Wat gevraagd wordt:
Kun je 101 optellen bij elk getal in de antwoorden, de coördinaten van de contouren, en alle regels, ook de overige tekst, opnieuw geven vanaf het begin van de records tot en met de regel met "[[[72,113],[72,129],[79,130],[81,128],[81,113]]]"? Laat de afbeeldingen daarbij weg.

[Polygoonannotaties voor foto's]
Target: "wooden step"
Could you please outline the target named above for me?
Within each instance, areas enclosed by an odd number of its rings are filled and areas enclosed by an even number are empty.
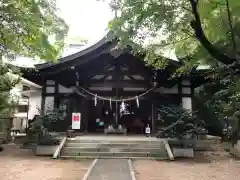
[[[121,156],[121,157],[165,157],[165,153],[151,152],[63,152],[61,156]]]
[[[91,147],[64,147],[62,152],[162,152],[165,148],[91,148]]]
[[[69,143],[65,147],[161,147],[162,144],[138,144],[138,143]]]

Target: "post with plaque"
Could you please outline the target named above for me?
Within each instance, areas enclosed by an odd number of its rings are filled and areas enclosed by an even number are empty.
[[[72,113],[72,129],[79,130],[81,128],[81,113]]]

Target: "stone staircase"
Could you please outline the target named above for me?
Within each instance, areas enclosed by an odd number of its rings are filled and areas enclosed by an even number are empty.
[[[164,143],[156,139],[118,139],[90,140],[68,139],[60,152],[60,158],[141,158],[169,159]]]

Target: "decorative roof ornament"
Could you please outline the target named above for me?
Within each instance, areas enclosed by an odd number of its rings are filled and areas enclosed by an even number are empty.
[[[110,49],[110,54],[115,58],[118,58],[122,53],[123,51],[119,45],[116,45]]]

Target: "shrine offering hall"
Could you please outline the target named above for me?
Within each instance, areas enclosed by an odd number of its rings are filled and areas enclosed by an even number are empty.
[[[164,70],[146,66],[143,55],[120,50],[117,39],[107,35],[95,45],[63,57],[57,64],[36,65],[24,77],[42,85],[41,111],[62,108],[65,119],[53,131],[66,131],[72,113],[81,113],[79,132],[103,132],[111,124],[121,124],[128,133],[142,134],[161,127],[161,105],[192,109],[194,87],[199,76],[170,78],[181,64],[167,59]]]

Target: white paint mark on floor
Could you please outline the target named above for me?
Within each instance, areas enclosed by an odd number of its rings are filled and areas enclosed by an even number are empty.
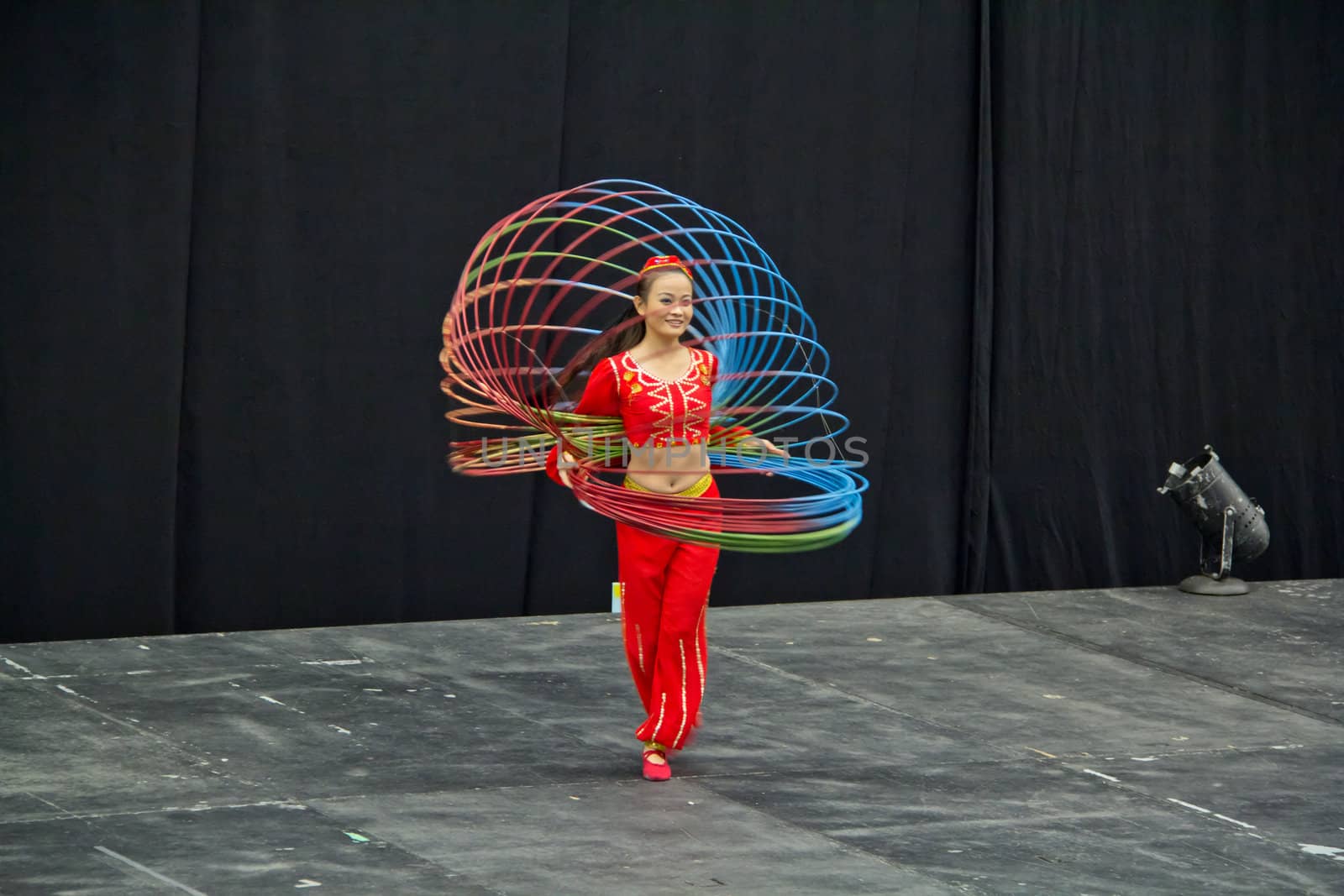
[[[133,858],[126,858],[121,853],[112,852],[106,846],[94,846],[94,849],[97,849],[99,853],[102,853],[105,856],[112,856],[113,858],[116,858],[120,862],[125,862],[126,865],[130,865],[132,868],[134,868],[136,870],[138,870],[142,875],[149,875],[151,877],[153,877],[157,881],[163,881],[164,884],[168,884],[169,887],[176,887],[177,889],[180,889],[184,893],[192,893],[192,896],[206,896],[199,889],[192,889],[191,887],[188,887],[187,884],[183,884],[179,880],[173,880],[172,877],[168,877],[165,875],[160,875],[153,868],[146,868],[145,865],[141,865],[140,862],[134,861]]]
[[[1220,818],[1222,821],[1231,822],[1234,825],[1239,825],[1241,827],[1247,827],[1250,830],[1255,830],[1255,825],[1247,825],[1245,821],[1236,821],[1235,818],[1228,818],[1227,815],[1219,815],[1216,811],[1214,813],[1214,818]]]
[[[9,666],[11,669],[17,669],[19,672],[24,673],[26,676],[32,676],[34,678],[46,678],[47,677],[47,676],[39,676],[36,672],[34,672],[28,666],[20,666],[17,662],[15,662],[13,660],[11,660],[9,657],[4,658],[4,664],[7,666]]]
[[[1206,815],[1212,815],[1214,814],[1214,813],[1208,811],[1207,809],[1204,809],[1203,806],[1196,806],[1195,803],[1188,803],[1184,799],[1176,799],[1175,797],[1168,797],[1167,802],[1176,803],[1177,806],[1184,806],[1185,809],[1193,809],[1195,811],[1202,811]]]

Antwoord hierop:
Target: "wooden step"
Could you please outline the target named above for me?
Within each instance, areas enclosed by an odd number of its rings are filled and areas enclosed by an even number are empty.
[[[222,257],[222,258],[266,258],[266,254],[252,253],[164,253],[162,257]]]
[[[192,248],[165,248],[163,253],[263,253],[266,249],[192,249]]]
[[[170,244],[166,248],[262,248],[263,245],[239,245],[239,244]]]

Target: "post with plaque"
Could you please outline the target named above for me?
Within each instance, areas enclosed by an odd number of its rings are filled and areas enclosed by an even number are empty.
[[[173,214],[173,230],[180,231],[182,229],[182,214]]]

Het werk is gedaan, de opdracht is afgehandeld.